** WHAT TO DO **
Once the pictures have been excluded, set down each remaining entry word for word.

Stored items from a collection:
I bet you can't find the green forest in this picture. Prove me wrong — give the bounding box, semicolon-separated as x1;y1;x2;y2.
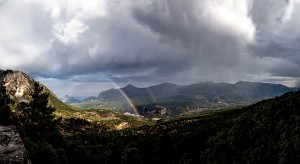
1;80;300;164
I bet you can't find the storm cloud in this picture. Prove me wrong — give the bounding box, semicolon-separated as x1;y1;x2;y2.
0;0;300;97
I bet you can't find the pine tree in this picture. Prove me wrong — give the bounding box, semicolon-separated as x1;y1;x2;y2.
17;82;56;138
0;79;11;125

** RESPONSE TO THE EXERCISE **
I bet you can't find the green forest in this picture. Prove me wrong — give the bounding box, semicolon-separated as x1;y1;x2;y2.
1;80;300;164
I bet you can't find the storm cloud in this picture. Prove me wrong — give the bounding box, semicolon-separated as x1;y1;x2;y2.
0;0;300;97
I bet you can't find the pine tree in this picture. Prove me wrong — give the bounding box, semicolon-separated as x1;y1;x2;y2.
17;82;56;138
0;79;11;125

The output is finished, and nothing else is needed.